• [What is asked] Please duplicate the lines below word for word, beginning at the line that contains "formatted as [394,333]." and continuing through the last line.

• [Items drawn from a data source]
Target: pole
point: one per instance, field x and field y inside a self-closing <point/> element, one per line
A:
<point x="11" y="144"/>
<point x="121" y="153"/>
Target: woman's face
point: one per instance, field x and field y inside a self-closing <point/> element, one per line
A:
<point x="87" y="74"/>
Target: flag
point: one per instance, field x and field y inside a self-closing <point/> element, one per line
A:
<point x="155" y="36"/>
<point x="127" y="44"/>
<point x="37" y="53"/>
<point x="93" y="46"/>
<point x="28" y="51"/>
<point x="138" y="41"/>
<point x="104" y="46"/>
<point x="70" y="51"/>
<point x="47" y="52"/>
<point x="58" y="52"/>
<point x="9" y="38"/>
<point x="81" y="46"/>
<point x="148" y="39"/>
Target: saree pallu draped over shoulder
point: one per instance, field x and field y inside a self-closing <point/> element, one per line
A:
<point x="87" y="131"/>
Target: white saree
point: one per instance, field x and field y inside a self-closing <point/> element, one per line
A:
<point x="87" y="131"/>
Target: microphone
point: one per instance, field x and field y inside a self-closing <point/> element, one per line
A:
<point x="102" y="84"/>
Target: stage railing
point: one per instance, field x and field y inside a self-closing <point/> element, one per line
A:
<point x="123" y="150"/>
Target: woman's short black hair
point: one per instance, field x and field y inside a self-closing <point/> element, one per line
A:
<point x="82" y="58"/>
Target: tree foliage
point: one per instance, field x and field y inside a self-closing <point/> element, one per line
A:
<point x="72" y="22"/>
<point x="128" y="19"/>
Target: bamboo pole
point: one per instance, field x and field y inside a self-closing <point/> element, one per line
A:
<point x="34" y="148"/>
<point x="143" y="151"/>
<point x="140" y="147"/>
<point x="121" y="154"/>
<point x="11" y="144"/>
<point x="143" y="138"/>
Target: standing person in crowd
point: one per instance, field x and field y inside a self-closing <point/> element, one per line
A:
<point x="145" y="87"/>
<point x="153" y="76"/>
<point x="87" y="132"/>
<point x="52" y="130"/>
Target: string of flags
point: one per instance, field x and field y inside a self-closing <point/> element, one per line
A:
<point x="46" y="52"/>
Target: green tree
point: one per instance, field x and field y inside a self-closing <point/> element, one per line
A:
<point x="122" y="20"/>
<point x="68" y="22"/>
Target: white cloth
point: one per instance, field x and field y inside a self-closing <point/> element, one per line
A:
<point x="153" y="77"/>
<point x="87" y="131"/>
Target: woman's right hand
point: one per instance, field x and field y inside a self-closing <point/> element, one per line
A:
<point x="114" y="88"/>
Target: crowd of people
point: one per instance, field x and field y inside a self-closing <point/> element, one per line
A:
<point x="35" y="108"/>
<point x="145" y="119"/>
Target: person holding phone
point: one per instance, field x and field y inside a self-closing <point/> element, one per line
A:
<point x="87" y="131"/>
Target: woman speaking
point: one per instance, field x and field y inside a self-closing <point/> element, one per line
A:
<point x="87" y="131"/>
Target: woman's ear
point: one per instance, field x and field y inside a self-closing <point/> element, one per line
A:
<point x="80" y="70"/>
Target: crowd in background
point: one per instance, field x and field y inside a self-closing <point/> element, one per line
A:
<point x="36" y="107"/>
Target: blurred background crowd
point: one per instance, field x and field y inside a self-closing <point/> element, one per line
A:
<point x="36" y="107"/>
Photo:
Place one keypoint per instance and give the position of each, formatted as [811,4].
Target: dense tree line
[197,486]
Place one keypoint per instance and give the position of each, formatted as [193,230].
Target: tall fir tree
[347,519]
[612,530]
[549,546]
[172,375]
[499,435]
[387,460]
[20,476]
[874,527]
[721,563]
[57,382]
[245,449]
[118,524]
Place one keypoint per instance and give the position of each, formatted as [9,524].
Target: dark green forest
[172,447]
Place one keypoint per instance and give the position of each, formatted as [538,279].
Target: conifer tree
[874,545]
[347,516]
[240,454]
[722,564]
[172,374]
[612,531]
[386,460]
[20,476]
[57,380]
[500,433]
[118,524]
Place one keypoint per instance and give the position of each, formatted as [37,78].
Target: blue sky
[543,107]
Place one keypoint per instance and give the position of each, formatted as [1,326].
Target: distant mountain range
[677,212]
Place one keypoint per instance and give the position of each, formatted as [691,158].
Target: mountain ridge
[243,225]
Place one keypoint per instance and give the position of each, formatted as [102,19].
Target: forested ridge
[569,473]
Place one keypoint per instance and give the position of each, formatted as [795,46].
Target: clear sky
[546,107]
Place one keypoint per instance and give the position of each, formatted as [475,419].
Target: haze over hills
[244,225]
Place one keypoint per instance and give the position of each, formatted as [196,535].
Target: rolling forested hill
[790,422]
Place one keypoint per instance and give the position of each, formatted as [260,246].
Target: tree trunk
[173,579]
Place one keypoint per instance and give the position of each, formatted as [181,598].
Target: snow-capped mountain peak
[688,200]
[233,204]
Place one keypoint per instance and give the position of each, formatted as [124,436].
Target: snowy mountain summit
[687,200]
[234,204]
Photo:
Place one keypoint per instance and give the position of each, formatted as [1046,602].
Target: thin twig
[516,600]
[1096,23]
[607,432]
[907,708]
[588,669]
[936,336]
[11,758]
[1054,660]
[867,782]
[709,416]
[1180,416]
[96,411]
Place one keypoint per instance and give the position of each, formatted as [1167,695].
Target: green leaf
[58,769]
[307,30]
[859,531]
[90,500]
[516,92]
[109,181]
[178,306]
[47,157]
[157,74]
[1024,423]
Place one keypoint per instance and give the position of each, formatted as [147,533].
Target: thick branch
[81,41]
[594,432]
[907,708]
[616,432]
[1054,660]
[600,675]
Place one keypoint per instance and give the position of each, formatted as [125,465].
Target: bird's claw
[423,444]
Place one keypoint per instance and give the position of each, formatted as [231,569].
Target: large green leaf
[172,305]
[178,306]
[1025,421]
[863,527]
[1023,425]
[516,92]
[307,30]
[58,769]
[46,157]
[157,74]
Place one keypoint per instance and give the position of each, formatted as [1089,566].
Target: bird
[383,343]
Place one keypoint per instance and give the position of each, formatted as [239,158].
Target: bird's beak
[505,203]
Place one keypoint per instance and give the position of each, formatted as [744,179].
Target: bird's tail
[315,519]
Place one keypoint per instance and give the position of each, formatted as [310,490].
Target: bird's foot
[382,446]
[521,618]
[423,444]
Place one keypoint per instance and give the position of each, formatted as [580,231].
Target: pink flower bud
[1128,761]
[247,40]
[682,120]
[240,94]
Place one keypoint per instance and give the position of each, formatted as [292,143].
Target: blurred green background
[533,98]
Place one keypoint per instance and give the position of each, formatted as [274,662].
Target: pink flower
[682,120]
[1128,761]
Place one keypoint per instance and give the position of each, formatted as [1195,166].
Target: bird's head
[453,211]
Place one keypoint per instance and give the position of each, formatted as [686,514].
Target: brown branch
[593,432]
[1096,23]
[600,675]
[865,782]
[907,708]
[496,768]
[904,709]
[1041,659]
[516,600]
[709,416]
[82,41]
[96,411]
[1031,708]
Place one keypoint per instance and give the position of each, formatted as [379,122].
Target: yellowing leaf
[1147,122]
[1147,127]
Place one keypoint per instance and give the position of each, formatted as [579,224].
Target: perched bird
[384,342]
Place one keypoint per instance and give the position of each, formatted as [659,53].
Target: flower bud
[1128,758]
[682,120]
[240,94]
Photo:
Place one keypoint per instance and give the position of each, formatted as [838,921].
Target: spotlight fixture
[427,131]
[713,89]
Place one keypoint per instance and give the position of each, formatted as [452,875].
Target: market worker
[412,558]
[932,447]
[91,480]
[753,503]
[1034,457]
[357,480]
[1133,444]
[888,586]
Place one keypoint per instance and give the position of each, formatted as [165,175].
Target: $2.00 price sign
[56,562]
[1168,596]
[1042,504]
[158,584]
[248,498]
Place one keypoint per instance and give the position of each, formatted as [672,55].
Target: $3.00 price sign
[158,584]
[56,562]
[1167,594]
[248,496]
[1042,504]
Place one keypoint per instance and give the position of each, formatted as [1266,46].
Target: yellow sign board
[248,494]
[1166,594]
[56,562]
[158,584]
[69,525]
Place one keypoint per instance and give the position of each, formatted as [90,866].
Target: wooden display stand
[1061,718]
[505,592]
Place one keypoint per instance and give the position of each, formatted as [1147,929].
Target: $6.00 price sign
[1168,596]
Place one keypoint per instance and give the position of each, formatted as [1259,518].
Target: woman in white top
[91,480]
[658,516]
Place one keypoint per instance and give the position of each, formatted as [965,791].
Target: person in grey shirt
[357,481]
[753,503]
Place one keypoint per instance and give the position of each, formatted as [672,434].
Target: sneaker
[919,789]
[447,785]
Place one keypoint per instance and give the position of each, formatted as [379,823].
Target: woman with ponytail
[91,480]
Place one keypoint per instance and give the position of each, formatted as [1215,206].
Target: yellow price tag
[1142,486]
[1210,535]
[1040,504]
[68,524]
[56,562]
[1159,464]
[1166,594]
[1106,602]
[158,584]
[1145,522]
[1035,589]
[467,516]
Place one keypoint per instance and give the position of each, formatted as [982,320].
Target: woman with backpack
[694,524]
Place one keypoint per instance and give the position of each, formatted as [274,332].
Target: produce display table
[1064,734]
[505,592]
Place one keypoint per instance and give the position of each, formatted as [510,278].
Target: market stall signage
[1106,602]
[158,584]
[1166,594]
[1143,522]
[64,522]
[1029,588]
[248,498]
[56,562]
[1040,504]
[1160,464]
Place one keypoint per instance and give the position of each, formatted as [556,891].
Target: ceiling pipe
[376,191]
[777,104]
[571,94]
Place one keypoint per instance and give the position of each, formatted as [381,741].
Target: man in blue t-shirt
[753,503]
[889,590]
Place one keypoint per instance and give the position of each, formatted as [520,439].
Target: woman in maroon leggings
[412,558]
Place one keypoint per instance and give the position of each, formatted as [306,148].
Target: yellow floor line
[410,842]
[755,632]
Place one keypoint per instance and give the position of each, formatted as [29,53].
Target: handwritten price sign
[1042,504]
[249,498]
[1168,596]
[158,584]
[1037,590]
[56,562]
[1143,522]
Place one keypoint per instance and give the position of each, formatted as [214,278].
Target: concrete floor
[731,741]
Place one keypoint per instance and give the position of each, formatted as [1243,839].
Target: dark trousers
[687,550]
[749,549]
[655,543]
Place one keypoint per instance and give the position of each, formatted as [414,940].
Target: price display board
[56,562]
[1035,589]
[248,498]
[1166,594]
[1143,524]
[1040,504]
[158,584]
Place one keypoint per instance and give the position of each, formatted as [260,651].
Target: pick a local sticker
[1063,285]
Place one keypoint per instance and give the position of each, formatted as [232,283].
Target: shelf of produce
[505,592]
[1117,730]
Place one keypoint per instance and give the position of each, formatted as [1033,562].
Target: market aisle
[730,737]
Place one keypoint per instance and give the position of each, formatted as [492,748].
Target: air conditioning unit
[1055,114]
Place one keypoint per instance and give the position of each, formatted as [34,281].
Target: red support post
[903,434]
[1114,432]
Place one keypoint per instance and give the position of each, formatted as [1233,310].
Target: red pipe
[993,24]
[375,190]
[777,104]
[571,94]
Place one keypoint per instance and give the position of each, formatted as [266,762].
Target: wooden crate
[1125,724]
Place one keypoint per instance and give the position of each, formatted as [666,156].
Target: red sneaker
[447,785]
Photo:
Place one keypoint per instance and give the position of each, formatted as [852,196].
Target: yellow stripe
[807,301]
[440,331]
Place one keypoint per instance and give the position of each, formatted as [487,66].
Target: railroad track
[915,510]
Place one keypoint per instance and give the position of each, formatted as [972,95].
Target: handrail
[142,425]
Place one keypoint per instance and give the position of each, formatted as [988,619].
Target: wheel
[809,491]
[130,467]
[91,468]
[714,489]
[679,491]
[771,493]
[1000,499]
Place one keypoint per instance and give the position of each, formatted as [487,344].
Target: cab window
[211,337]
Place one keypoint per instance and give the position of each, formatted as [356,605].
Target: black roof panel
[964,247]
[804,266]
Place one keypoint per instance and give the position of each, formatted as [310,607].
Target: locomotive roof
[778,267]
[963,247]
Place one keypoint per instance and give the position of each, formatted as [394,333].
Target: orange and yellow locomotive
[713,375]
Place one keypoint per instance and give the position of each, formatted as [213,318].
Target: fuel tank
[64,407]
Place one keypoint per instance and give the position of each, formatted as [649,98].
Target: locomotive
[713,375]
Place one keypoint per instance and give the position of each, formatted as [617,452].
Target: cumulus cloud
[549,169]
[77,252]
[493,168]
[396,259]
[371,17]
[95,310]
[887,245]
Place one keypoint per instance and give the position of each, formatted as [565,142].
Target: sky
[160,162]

• [Exercise answer]
Place one keypoint per instance and give the position of each, formatted as [394,333].
Target: orange and yellow locomotive
[713,375]
Place one keypoint per instance and give the position of each, formatted as [213,318].
Target: fuel tank
[64,407]
Place one keypoint per instance and give the position of each, formatted as [649,98].
Target: locomotive
[713,375]
Place one keypoint per instance and give the position of each, formatted as [617,452].
Target: cumulus cloud
[549,169]
[77,252]
[493,168]
[396,259]
[371,17]
[95,310]
[887,245]
Place one keypoint per instance and give the position of each, formatted as [565,142].
Target: sky
[160,162]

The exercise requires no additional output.